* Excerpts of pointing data
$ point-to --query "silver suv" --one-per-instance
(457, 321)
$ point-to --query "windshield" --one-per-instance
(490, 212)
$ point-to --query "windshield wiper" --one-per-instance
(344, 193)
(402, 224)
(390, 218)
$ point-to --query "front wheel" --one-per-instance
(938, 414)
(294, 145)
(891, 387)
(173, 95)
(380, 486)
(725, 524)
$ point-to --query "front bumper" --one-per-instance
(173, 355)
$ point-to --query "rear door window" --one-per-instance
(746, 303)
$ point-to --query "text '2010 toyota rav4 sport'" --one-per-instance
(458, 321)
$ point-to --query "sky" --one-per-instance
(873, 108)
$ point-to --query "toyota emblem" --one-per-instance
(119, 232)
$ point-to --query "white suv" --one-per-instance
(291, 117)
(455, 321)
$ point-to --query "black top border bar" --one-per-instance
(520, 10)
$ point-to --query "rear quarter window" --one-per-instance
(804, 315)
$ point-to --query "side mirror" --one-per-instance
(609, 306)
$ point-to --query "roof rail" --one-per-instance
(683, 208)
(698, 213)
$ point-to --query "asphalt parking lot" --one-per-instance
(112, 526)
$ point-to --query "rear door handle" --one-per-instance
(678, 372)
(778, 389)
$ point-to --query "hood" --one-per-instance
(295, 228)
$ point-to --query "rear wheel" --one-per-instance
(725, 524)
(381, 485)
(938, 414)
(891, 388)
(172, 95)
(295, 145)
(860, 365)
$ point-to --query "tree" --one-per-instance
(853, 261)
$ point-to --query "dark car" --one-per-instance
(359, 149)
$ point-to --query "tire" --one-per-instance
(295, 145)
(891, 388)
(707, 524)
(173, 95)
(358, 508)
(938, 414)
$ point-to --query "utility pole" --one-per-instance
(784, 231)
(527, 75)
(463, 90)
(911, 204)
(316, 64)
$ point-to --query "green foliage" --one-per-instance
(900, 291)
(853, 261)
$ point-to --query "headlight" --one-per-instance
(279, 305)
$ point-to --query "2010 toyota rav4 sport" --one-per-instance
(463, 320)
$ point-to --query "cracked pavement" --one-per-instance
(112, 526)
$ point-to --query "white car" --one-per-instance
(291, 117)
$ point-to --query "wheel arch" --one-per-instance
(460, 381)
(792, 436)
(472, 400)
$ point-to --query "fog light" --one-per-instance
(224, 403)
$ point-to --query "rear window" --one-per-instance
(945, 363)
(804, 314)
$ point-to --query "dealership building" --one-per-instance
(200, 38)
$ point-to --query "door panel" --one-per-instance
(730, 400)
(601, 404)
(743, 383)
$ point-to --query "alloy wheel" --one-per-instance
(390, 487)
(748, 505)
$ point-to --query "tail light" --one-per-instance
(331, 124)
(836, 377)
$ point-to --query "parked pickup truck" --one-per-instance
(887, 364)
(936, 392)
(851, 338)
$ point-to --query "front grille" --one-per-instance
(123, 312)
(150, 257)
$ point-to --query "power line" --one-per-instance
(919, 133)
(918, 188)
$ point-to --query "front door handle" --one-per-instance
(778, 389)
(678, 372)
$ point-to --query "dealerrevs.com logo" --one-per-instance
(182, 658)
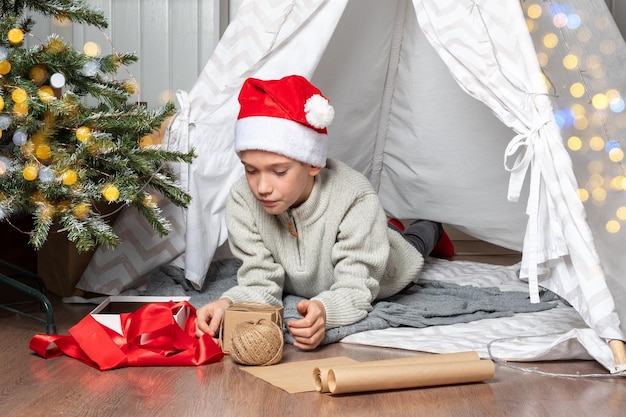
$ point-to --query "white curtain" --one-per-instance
(482, 51)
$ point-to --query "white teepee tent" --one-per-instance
(431, 96)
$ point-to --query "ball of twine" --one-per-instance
(258, 343)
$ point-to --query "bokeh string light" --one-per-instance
(584, 120)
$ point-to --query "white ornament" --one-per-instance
(319, 113)
(5, 122)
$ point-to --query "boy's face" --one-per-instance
(277, 182)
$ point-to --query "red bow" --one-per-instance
(150, 337)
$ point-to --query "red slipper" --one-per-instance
(397, 223)
(444, 248)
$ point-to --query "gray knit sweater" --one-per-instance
(344, 255)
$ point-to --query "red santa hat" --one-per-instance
(287, 116)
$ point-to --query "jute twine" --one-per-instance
(258, 343)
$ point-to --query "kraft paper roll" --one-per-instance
(378, 378)
(320, 374)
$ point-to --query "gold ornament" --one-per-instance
(38, 138)
(83, 133)
(28, 149)
(110, 192)
(16, 36)
(42, 152)
(46, 210)
(145, 142)
(30, 172)
(55, 45)
(69, 177)
(20, 109)
(38, 74)
(130, 86)
(46, 94)
(149, 201)
(81, 210)
(5, 67)
(19, 95)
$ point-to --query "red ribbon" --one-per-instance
(151, 337)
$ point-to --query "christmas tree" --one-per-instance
(62, 159)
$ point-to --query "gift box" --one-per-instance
(133, 331)
(108, 311)
(247, 312)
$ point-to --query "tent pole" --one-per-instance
(619, 351)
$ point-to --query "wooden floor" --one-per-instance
(33, 386)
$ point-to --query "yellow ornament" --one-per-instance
(43, 152)
(20, 109)
(145, 142)
(5, 67)
(38, 138)
(130, 86)
(63, 206)
(55, 45)
(28, 149)
(38, 74)
(19, 95)
(46, 94)
(69, 177)
(82, 210)
(110, 192)
(46, 211)
(150, 201)
(83, 133)
(16, 36)
(30, 173)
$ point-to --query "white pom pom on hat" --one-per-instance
(288, 116)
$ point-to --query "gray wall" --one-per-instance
(173, 38)
(618, 9)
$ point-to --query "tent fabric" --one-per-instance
(494, 60)
(404, 78)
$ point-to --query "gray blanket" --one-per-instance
(428, 303)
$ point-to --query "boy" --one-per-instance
(305, 225)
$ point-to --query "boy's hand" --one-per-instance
(209, 317)
(308, 332)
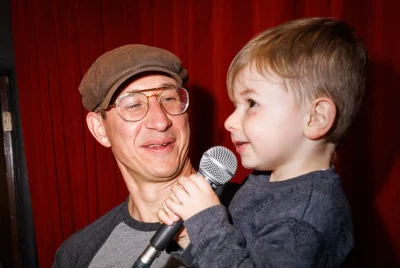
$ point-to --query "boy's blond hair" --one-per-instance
(315, 57)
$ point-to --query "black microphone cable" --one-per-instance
(218, 165)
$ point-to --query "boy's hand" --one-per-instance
(189, 196)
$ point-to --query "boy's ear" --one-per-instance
(96, 127)
(320, 119)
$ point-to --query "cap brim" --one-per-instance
(106, 101)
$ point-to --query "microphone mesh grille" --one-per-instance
(219, 163)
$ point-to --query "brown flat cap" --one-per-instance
(114, 67)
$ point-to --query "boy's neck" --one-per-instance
(312, 161)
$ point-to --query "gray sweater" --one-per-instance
(301, 222)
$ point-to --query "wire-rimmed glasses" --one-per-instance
(133, 106)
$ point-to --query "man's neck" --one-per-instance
(146, 197)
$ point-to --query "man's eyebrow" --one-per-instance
(248, 91)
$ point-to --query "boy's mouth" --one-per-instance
(239, 143)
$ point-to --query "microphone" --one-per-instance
(218, 165)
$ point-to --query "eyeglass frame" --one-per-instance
(163, 88)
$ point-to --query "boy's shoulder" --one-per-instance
(300, 198)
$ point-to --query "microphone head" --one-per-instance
(218, 164)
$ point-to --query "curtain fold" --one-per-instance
(73, 180)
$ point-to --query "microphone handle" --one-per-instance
(158, 243)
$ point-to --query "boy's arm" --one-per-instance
(283, 243)
(286, 242)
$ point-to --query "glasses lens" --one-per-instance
(133, 106)
(175, 101)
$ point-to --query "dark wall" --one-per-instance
(26, 237)
(6, 45)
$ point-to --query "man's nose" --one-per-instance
(156, 117)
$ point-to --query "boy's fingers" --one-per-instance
(173, 207)
(163, 217)
(189, 185)
(180, 193)
(174, 198)
(201, 182)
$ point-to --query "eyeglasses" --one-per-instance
(133, 106)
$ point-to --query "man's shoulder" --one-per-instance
(81, 246)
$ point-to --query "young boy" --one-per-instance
(296, 90)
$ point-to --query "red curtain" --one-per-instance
(74, 180)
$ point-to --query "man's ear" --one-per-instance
(320, 119)
(96, 127)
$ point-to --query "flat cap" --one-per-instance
(114, 67)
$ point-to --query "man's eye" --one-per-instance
(252, 104)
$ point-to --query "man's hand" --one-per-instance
(189, 196)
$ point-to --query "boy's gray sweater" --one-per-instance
(301, 222)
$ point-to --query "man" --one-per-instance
(137, 107)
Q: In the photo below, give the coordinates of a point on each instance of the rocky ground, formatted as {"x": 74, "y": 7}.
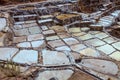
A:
{"x": 43, "y": 46}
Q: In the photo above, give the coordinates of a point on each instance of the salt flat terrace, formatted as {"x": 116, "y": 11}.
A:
{"x": 59, "y": 42}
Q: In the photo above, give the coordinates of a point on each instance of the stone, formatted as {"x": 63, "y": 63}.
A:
{"x": 59, "y": 74}
{"x": 71, "y": 41}
{"x": 101, "y": 35}
{"x": 79, "y": 34}
{"x": 34, "y": 30}
{"x": 24, "y": 45}
{"x": 94, "y": 32}
{"x": 63, "y": 48}
{"x": 58, "y": 28}
{"x": 95, "y": 42}
{"x": 85, "y": 29}
{"x": 44, "y": 28}
{"x": 103, "y": 66}
{"x": 64, "y": 35}
{"x": 49, "y": 32}
{"x": 107, "y": 49}
{"x": 74, "y": 30}
{"x": 18, "y": 27}
{"x": 3, "y": 23}
{"x": 89, "y": 52}
{"x": 35, "y": 37}
{"x": 19, "y": 39}
{"x": 86, "y": 37}
{"x": 7, "y": 53}
{"x": 54, "y": 58}
{"x": 2, "y": 39}
{"x": 29, "y": 25}
{"x": 77, "y": 47}
{"x": 26, "y": 57}
{"x": 116, "y": 45}
{"x": 38, "y": 44}
{"x": 56, "y": 43}
{"x": 21, "y": 32}
{"x": 110, "y": 40}
{"x": 75, "y": 55}
{"x": 115, "y": 55}
{"x": 80, "y": 75}
{"x": 50, "y": 38}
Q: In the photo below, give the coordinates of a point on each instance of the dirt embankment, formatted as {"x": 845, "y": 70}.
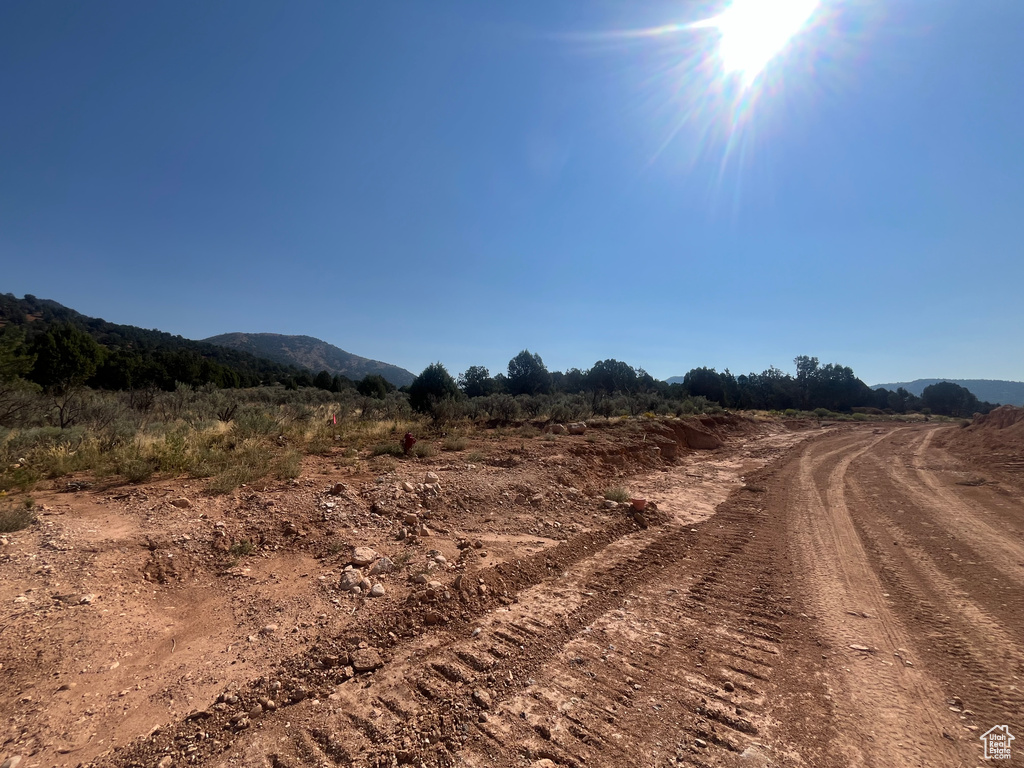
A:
{"x": 993, "y": 440}
{"x": 127, "y": 609}
{"x": 821, "y": 598}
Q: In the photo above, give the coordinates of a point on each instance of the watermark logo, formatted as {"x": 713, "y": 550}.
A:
{"x": 997, "y": 740}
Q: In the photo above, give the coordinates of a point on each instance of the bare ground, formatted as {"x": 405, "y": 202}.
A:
{"x": 838, "y": 596}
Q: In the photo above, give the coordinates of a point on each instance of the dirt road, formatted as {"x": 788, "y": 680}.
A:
{"x": 848, "y": 596}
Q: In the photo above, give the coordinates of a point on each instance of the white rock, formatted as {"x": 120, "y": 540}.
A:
{"x": 363, "y": 556}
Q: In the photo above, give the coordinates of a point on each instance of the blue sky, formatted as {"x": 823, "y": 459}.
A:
{"x": 455, "y": 181}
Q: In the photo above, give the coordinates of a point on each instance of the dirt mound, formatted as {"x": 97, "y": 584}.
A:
{"x": 1001, "y": 418}
{"x": 993, "y": 441}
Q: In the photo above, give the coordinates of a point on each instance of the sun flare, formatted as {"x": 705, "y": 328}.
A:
{"x": 753, "y": 32}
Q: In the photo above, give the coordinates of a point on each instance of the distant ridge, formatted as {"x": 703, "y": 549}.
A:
{"x": 990, "y": 390}
{"x": 313, "y": 354}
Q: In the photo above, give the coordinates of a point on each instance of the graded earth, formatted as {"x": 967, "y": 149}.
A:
{"x": 792, "y": 594}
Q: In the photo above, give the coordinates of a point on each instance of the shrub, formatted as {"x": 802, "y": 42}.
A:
{"x": 288, "y": 465}
{"x": 616, "y": 495}
{"x": 242, "y": 548}
{"x": 433, "y": 385}
{"x": 15, "y": 518}
{"x": 454, "y": 443}
{"x": 423, "y": 451}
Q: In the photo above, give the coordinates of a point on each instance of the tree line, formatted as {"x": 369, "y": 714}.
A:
{"x": 814, "y": 386}
{"x": 60, "y": 356}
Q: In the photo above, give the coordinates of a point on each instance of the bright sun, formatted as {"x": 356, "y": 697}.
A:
{"x": 754, "y": 31}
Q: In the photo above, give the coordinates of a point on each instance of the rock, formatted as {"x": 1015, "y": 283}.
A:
{"x": 363, "y": 556}
{"x": 349, "y": 580}
{"x": 366, "y": 659}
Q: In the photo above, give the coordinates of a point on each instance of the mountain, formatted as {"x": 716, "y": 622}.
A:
{"x": 316, "y": 355}
{"x": 141, "y": 357}
{"x": 990, "y": 390}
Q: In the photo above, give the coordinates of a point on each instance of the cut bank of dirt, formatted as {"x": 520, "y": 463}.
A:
{"x": 796, "y": 598}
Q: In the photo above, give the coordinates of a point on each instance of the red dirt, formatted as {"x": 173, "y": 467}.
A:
{"x": 821, "y": 597}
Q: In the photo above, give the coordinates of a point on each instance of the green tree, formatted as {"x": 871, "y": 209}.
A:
{"x": 66, "y": 358}
{"x": 323, "y": 380}
{"x": 433, "y": 385}
{"x": 15, "y": 360}
{"x": 527, "y": 375}
{"x": 705, "y": 382}
{"x": 947, "y": 398}
{"x": 375, "y": 386}
{"x": 475, "y": 381}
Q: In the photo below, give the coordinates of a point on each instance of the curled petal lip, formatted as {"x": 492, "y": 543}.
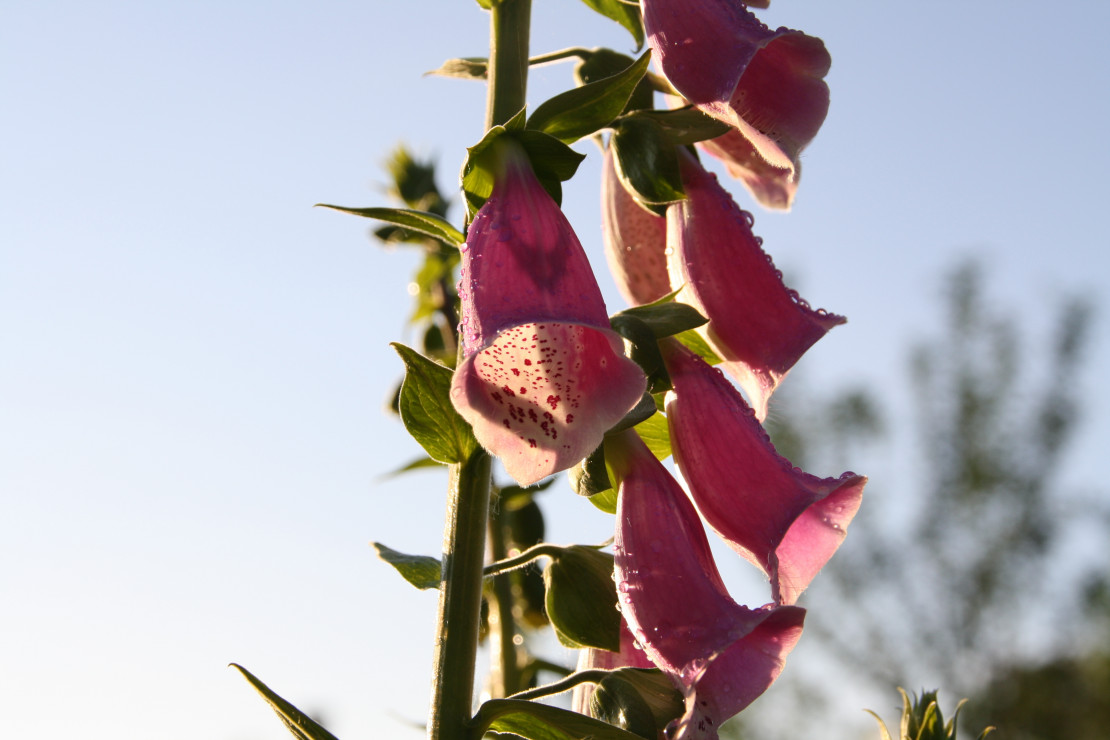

* Exercise requirements
Report each line in the items above that contains the string "grille", where letter case counts.

* In response
$ point-to --query "front grille" --one-per-instance
$ point-to --query "microphone mesh grille" --one-per-instance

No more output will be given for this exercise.